■ TASKS FOR THIS EXERCISE:
1 > List the three criticisms of the wall that the writer of the border wall commentary gives in the sentence beginning "To me, the wall".
2 > Extend the border wall commentary with new text that follows its last sentence.

■ EXTRACT:
>>>

I don't think the wall is worth
actually going to the mattresses over, especially considering that plenty of Republicans in the Senate don't want it anyway, and thus it's likely to be barely funded so that Trump can claim a win and save some face on the issue. To me, the wall is a colossal waste of money, screws over some people living near the border, and is a little offensive... But in the realm of Trump's offensive ****, it's nothing. In the realm of how much money we spend, whatever gets thrown in this bill is nothing. In the realm of people being screwed over, those living near the border are nothing - and most of the wall will be in states that went for Trump, anyway.
That said, this is a glorious opportunity for Democrats in Congress, as Congressional Republicans will be stuck dealing with both Democrats, their own flanks, and Trump to pass both a budget and the debt ceiling, with the wall attached to one or the other. Democrats can get a win here by either getting spending they want included (Obamacare subsidies are an obvious option), making Republicans look horrible, or both. If they're competent, they'll get some variation of both.

<<<

Natural-language object grounding data
>>>

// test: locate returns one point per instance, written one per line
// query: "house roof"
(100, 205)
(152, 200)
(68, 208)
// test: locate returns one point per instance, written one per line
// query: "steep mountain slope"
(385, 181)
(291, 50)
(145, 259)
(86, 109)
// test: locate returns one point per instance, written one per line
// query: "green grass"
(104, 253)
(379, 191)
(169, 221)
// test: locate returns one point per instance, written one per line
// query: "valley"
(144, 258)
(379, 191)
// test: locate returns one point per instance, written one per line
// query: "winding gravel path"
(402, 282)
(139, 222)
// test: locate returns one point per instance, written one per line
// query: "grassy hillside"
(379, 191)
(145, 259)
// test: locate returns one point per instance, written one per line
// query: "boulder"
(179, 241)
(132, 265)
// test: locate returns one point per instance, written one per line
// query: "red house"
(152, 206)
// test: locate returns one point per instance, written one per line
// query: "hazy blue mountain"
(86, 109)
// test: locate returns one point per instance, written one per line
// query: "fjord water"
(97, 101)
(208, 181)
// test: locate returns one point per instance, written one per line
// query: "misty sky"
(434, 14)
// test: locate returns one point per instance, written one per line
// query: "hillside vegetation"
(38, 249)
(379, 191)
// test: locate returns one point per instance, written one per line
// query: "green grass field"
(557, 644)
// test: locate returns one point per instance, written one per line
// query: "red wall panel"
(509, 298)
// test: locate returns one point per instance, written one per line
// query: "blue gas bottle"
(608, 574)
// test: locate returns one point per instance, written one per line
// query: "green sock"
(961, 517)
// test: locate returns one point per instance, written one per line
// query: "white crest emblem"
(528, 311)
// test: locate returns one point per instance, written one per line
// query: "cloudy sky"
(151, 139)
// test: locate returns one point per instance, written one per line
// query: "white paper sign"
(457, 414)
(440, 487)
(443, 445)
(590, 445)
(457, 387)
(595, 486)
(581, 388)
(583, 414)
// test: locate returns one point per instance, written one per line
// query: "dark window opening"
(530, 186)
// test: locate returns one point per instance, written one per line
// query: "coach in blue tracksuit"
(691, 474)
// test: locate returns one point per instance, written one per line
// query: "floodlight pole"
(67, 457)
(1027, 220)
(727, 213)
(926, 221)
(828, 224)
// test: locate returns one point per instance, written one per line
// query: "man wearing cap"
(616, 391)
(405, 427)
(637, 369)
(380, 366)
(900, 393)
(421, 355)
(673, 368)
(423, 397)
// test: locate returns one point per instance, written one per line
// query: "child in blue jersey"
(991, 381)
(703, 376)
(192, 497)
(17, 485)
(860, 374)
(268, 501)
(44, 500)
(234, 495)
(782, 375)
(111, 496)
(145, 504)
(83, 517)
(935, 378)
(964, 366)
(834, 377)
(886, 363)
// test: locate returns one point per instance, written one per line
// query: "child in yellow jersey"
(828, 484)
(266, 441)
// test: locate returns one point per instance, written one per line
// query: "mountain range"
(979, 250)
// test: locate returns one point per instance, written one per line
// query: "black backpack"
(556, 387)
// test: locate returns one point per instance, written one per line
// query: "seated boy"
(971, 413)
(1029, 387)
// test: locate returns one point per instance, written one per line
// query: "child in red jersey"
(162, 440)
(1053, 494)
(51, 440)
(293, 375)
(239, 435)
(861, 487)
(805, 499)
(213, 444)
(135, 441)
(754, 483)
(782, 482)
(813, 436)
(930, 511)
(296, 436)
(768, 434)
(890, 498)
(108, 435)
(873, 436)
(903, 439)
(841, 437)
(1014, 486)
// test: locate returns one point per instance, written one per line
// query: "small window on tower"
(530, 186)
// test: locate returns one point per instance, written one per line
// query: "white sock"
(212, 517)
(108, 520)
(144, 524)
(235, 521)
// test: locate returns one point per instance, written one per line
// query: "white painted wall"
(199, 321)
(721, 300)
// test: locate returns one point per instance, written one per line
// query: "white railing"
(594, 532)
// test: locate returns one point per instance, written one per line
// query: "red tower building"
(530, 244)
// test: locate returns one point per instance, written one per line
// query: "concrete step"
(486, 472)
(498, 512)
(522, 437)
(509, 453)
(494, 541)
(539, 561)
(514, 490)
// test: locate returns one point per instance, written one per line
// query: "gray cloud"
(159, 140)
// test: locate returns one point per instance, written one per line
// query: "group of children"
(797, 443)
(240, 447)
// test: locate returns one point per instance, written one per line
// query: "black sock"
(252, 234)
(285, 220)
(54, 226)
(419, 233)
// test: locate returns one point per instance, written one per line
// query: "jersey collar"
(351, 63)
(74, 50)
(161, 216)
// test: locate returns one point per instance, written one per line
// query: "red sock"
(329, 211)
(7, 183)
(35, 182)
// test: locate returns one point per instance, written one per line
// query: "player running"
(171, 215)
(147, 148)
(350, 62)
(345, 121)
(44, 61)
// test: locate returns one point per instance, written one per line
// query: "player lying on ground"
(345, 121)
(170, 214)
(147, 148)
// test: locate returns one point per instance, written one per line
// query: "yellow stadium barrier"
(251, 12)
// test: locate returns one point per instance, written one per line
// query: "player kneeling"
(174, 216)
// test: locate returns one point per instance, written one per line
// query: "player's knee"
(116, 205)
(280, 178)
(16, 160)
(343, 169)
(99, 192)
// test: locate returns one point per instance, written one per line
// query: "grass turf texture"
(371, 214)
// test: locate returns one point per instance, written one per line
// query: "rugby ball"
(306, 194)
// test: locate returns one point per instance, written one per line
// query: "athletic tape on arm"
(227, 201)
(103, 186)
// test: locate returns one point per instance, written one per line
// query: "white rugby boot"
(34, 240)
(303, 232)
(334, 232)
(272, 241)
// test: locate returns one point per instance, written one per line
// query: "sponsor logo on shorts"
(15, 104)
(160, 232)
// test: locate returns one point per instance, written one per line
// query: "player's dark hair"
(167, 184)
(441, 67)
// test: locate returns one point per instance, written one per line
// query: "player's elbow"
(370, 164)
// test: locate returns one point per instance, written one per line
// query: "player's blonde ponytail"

<<<

■ ANSWERS:
1 >
- It is a colossal waste of money.
- It screws over some people living near the border.
- It is a little offensive.

2 >
On the debt ceiling, there will be Republicans in Congress who will grandstand about only voting yes if certain spending is excluded (like Planned Parenthood type stuff, whatever the religious right's cause du jour is next month), about only increasing the debt ceiling if the budget is balanced, those that will view voting yes as a concession in and of itself and demand something in return from the left (or simply want to default), and I'm sure a couple will somehow otherwise manage to shove their heads up their asses on the issue as per typical GOP debt ceiling standard operating procedures.
Imagine if Democrats promised to vote yay unanimously in exchange for Obamacare subsidies and wildly popular ideas the GOP elites loath like a $2/hr increase in federal minimum wage (to $9.25), or a promised series of clean up-and-down votes in
both chambers on better background checks, blocking mentally ill people from buying guns, blocking people on terror watch lists from buying guns, etc. (Democrats would likely lose, but Republicans would own their votes).
They also should be trolling Trump at every opportunity over Mexico not paying for the wall... This has major GOP/Trump implosion potential. There are even scenarios where a proposal hits the floor for a vote with broad Democrat support and still can't pass, or where the final bill has more D votes than R votes despite Republicans controlling everything.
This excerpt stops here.